• _SELECTED EXTRACT_:
Battered by a faltering world economy and lack of progress on U.S. climate legislation, voluntary carbon markets declined by nearly every measure in 2009, according to the fourth annual State of the Voluntary Carbon Market Report issued today by Ecosystem Marketplace and Bloomberg New Energy Finance.



The report recorded a 26 percent drop in transactions (to 94 million tons of carbon dioxide emissions reductions), a 47 percent fall in the total value of traded credits (to $387 million), and an 11 percent decline in the average price of an emission reduction (to $6.50/tCO2e).



“The economic recession had a marked impact on the part of the market primarily concerned with buying credits to offset emissions of companies and individuals,” Milo Sjardin, Bloomberg New Energy Finance Director and report co-author, said in a statement.


global voluntary carbon market by volume 2007-2009




The report found that U.S. was the dominant player in voluntary carbon markets in 2009, accounting for 56 percent of supply and 49 percent of demand. The U.S. displaced Asia as the largest source of offsets.

• _RECORD EXCERPTS_:
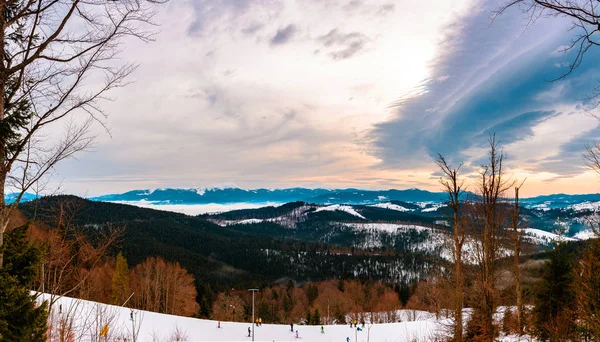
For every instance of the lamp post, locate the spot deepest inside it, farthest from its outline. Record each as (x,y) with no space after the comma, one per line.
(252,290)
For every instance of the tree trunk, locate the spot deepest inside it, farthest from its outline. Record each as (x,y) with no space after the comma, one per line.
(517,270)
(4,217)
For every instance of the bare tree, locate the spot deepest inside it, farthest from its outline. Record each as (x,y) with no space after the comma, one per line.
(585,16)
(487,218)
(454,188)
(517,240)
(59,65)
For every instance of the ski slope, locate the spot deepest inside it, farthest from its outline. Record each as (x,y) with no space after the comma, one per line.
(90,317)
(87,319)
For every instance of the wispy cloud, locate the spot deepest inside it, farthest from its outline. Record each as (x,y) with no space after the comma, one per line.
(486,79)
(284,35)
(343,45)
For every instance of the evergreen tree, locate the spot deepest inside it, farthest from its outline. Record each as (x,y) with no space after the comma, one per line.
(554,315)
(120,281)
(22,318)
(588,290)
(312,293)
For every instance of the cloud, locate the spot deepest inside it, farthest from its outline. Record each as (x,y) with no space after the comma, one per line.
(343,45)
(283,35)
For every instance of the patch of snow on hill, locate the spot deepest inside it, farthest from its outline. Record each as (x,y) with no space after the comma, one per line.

• _WORK TO COMPLETE_:
1) Please write out the carbon market excerpt word for word from "The report recorded" to "source of offsets.".
2) In the carbon market excerpt, which region did the U.S. displace as the largest source of offsets in 2009?
The records are separate material and are not part of the carbon market excerpt.

• _RESULTS_:
1)
The report recorded a 26 percent drop in transactions (to 94 million tons of carbon dioxide emissions reductions), a 47 percent fall in the total value of traded credits (to $387 million), and an 11 percent decline in the average price of an emission reduction (to $6.50/tCO2e).



“The economic recession had a marked impact on the part of the market primarily concerned with buying credits to offset emissions of companies and individuals,” Milo Sjardin, Bloomberg New Energy Finance Director and report co-author, said in a statement.


global voluntary carbon market by volume 2007-2009




The report found that U.S. was the dominant player in voluntary carbon markets in 2009, accounting for 56 percent of supply and 49 percent of demand. The U.S. displaced Asia as the largest source of offsets.

2) Asia